» The problem
Using the entries below, output exactly the line containing "For the benchmark run, find the white" and all lines that follow it to the end.

Point labeling dataset excerpts

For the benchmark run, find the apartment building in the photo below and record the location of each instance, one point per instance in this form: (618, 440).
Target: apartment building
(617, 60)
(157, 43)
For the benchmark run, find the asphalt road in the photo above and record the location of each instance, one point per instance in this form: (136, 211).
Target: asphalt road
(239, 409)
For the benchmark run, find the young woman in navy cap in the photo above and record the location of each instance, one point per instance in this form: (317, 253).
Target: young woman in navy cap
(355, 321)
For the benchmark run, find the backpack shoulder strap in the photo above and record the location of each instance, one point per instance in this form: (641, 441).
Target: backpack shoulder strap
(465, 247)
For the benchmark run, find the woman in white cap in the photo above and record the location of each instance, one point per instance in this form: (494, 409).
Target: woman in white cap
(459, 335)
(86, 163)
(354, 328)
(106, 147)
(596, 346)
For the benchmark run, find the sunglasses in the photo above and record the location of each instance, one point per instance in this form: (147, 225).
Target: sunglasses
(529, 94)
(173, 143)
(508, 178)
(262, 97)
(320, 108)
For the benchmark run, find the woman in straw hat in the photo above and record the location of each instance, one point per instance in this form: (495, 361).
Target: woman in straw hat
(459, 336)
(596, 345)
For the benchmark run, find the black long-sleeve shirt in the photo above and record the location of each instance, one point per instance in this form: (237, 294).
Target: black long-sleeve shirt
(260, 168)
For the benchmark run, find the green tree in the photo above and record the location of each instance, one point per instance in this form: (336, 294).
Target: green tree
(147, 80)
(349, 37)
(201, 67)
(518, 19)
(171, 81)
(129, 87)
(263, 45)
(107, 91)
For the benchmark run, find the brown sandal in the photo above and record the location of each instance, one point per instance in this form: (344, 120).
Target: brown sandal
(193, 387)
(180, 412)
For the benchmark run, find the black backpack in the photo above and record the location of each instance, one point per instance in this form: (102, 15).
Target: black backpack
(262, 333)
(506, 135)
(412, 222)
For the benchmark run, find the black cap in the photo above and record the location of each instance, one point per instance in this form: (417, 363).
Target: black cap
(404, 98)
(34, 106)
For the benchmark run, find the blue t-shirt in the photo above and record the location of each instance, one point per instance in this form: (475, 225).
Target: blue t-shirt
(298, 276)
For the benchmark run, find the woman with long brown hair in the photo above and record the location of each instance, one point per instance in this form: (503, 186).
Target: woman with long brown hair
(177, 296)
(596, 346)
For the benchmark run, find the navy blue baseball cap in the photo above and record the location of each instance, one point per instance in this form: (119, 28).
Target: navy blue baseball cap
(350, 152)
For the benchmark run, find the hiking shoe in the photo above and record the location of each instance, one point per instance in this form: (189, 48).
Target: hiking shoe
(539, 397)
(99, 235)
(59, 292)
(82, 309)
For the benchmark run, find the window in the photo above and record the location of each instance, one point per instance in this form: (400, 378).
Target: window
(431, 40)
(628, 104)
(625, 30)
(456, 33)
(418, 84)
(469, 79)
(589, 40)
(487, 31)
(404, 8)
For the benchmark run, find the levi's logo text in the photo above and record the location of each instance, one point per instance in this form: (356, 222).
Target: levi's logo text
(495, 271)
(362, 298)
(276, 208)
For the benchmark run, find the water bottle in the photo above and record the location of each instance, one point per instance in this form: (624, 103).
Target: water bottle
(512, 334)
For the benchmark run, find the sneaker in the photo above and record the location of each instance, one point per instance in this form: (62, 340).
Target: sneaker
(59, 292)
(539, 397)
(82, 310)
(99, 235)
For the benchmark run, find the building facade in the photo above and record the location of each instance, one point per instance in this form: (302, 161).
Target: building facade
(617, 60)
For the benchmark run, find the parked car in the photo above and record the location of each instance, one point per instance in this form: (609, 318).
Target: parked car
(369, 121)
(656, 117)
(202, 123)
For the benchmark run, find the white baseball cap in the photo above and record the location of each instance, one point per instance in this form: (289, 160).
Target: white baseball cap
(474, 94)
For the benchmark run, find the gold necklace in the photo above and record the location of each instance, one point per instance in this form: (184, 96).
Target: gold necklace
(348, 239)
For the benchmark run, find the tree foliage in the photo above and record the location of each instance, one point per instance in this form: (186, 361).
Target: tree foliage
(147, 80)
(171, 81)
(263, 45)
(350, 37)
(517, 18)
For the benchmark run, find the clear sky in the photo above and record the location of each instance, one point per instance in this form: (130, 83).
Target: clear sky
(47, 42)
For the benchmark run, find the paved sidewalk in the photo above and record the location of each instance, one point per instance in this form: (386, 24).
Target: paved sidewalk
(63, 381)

» Response
For the benchmark run, find the white baseball cap in the photo above and record the location of each instance, one point per instance in this form: (289, 160).
Target: white baseball cap
(474, 94)
For the benchmark run, find the gold necklace in the photo above and record the location of each instance, one point per instance in this form: (184, 96).
Target: gold necklace
(348, 239)
For the benchmark run, find the tree foliage in the photo above and record the location of each instance, one point per instance in this form: (186, 361).
Target: tree foliage
(147, 80)
(171, 81)
(263, 45)
(350, 37)
(517, 18)
For the benchmark run, find the clear sky in the photo above and record the location of each instance, one point per instance in this form: (130, 83).
Target: clear sky
(47, 42)
For the benchmark run, find the paved sidewalk in the photo above and record the location of each instance, one point per instance in this form: (386, 24).
Target: paved sidewalk
(63, 381)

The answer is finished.